• **Soal Tugas a**:
Tuliskan ulang kata demi kata bagian teks tentang fatwa game PUBG yang dibuka dengan kata-kata "Hasil pertemuan itu, MUI" dan ditutup dengan "Komisi Fatwa MUI.".

• **Teks Sumber**:
MUI memang bergerak cepat. Dalam sepekan sejak isu fatwa haram PUBG muncul, majelis ulama itu menggelar pertemuan dengan sejumlah pihak termasuk Kementerian Komunikasi dan Informatika, Komisi Perlindungan Anak Indonesia, e-sport dan lainnya, untuk membahas game-game yang berbau kekerasan dan terorisme. Publik menunggu soal keputusan rapat soal game PUBG. 

Hasil pertemuan itu, MUI menuturkan belum bisa merilis fatwa game PUBG. Alasannya masih perlu menggali aspirasi dan masukan dari berbagai pihak lainnya. 

Asrorun menuturkan, saat ini fatwa atas game PUBG belum bisa dikeluarkan karena hasil rapat dengan lintas lembaga dan pihak yang berkepentingan ini akan dibahas lagi secara internal oleh Komisi Fatwa MUI.

"Soal tindak lanjutnya bentuk fatwa atau penerbitan peraturan undang-undang, tergantung di pendalaman Komisi Fatwa," kata Asrorun di Kantor MUI Pusat, Menteng, Jakarta Pusat, Selasa, 26 Maret 2019.

Dalam pertemuan tersebut, semua pihak menekankan perlunya pembatasan bermain game dari aspek usia, konten, waktu dan dampak yang ditimbulkan. 

Soal pembatasan bermain game, Indonesia sudah memiliki sistem yang dinamakan Indonesia Game Rating System, yang diatur dalam Permen Kominfo No 11 Tahun 2016 tentang Klasifikasi Permainan Interaktif Elektronik.

Semua peserta rapat sepakat untuk menggalakkan aturan ini dengan harapan orang yang bermain game bisa tertib. Namun demikian, Dirjen Aplikasi Informatika Kominfo, Semuel Abrijani Pangerapan mengatakan, bila dipandang perlu perubahan pada IGRS maka Kominfo terbuka untuk menyambutnya.

• **Soal Tugas b**:
Geser setiap angka koordinat dalam jawaban sebanyak 76, lalu tulis kembali semua baris catatan, termasuk perintahnya, mulai dari baris yang memuat "the window sill" sampai baris terakhir catatan.

• **Baris data tentang letak objek**:
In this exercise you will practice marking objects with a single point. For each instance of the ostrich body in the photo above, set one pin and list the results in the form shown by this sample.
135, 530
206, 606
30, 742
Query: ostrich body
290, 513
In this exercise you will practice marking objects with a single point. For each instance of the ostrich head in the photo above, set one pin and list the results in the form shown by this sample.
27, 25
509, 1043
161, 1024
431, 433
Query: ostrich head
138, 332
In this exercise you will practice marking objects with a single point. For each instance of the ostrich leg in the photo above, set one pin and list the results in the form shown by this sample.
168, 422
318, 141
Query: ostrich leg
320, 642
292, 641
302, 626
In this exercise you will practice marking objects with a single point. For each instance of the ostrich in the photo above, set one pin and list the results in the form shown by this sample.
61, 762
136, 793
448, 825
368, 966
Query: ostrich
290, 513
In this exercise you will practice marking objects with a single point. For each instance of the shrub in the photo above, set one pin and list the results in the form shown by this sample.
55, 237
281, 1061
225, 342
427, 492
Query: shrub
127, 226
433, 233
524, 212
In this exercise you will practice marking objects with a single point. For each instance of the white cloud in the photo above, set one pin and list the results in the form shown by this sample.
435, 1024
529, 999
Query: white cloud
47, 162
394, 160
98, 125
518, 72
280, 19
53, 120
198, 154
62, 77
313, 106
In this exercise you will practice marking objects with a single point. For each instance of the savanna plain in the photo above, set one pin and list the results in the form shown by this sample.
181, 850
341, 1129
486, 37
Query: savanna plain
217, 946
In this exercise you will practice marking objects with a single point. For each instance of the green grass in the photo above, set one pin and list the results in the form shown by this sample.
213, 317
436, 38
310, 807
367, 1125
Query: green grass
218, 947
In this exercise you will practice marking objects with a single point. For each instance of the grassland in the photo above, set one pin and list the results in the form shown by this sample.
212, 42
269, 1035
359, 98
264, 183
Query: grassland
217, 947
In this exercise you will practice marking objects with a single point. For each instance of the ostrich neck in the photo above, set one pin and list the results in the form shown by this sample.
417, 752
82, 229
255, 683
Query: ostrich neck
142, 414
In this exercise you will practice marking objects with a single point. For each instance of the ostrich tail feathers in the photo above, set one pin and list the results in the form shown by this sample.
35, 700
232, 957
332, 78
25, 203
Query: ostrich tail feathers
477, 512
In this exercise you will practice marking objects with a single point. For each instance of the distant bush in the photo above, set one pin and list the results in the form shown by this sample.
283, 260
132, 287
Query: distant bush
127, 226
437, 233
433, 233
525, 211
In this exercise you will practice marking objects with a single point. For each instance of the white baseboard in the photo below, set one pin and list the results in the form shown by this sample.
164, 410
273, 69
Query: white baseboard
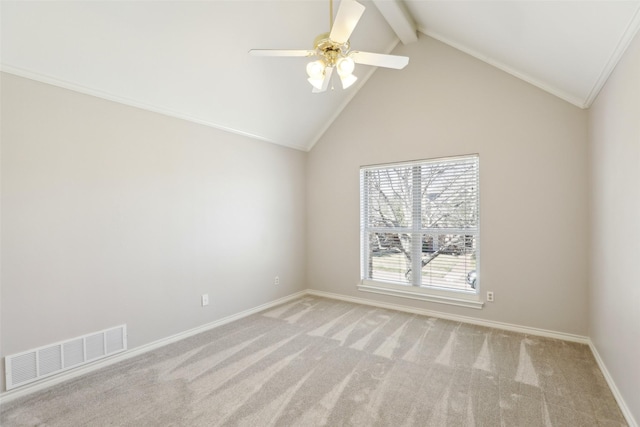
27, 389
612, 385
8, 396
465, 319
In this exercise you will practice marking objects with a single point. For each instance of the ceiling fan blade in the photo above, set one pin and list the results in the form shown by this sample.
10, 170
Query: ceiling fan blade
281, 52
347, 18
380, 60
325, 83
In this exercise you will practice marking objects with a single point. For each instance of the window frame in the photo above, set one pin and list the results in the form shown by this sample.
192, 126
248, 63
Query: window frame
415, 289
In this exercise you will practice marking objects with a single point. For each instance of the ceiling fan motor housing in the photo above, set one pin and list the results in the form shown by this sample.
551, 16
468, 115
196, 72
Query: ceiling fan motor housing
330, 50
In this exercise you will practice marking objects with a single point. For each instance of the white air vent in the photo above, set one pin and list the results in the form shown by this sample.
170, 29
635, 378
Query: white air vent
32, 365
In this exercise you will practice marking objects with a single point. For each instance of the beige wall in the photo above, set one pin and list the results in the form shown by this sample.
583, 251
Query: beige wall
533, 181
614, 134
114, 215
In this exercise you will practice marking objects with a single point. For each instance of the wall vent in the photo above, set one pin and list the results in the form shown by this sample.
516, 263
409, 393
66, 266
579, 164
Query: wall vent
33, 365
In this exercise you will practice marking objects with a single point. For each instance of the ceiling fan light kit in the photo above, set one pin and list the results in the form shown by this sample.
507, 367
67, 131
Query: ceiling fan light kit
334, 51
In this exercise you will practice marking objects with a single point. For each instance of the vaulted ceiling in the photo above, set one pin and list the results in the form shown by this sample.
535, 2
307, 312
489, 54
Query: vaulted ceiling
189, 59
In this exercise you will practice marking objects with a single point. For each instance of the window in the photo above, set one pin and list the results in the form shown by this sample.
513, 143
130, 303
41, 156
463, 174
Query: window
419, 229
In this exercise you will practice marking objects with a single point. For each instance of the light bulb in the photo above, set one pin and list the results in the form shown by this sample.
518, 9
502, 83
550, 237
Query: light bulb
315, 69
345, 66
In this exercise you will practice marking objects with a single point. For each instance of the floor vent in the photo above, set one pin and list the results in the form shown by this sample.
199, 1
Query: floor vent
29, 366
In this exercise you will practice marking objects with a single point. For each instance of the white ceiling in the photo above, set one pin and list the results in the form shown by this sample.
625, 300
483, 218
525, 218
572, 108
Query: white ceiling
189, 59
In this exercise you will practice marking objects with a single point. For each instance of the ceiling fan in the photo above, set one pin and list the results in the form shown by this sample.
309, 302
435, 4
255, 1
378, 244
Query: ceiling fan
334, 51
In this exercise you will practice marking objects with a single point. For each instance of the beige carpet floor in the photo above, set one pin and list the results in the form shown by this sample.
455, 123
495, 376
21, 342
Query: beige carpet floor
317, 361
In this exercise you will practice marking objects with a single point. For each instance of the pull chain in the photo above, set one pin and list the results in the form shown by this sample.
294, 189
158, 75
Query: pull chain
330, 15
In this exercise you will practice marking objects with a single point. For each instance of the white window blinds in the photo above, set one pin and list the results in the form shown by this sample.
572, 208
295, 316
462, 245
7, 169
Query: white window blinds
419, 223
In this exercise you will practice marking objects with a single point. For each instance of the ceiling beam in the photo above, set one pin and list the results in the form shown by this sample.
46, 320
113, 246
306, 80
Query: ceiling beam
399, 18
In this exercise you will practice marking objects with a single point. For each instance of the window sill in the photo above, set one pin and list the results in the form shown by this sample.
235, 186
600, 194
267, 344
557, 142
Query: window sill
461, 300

• **Penyelesaian Tugas a**:
Hasil pertemuan itu, MUI menuturkan belum bisa merilis fatwa game PUBG. Alasannya masih perlu menggali aspirasi dan masukan dari berbagai pihak lainnya. 

Asrorun menuturkan, saat ini fatwa atas game PUBG belum bisa dikeluarkan karena hasil rapat dengan lintas lembaga dan pihak yang berkepentingan ini akan dibahas lagi secara internal oleh Komisi Fatwa MUI.

• **Penyelesaian Tugas b**:
In this exercise you will practice marking objects with a single point. For each instance of the window sill in the photo above, set one pin and list the results in the form shown by this sample.
235, 186
600, 194
267, 344
557, 142
Query: window sill
537, 376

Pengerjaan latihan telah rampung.